[ENTRIES SUPPLIED — start]
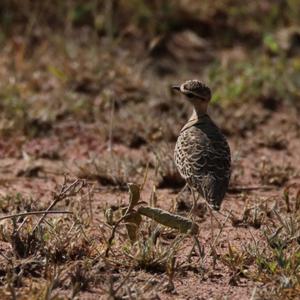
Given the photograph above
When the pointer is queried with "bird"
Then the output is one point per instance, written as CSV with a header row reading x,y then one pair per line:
x,y
202,154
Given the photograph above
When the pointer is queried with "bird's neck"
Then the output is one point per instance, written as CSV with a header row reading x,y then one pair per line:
x,y
199,110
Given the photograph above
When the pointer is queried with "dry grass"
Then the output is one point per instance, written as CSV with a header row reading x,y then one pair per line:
x,y
94,103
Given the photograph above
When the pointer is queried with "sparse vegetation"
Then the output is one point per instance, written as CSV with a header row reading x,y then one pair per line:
[ENTRIES SUPPLIED — finish]
ASSIGNMENT =>
Produce an exact copy of each line of data, skipping embedded images.

SOLUTION FOR THIS PROBLEM =>
Given the photograph above
When the pointer is queried with "bird"
Then the output is one point per instance, written as CSV with a header row reading x,y then one pair per line:
x,y
202,154
Given the photograph above
When the pointer is queried with "bird's neck"
Then the output is one point per instance, written as CSV with a header row reading x,y then one pair per line:
x,y
199,110
Given the photograph above
When the pointer is queried with "dry grass"
Then the output is one point per instance, written as CSV with a header row reading x,y then one pair per line:
x,y
94,103
Given the photograph above
When the pointer is queried with "sparse vegetation"
Then the output is one point per instance, written as CSV with a header row reading x,y then one pair per line:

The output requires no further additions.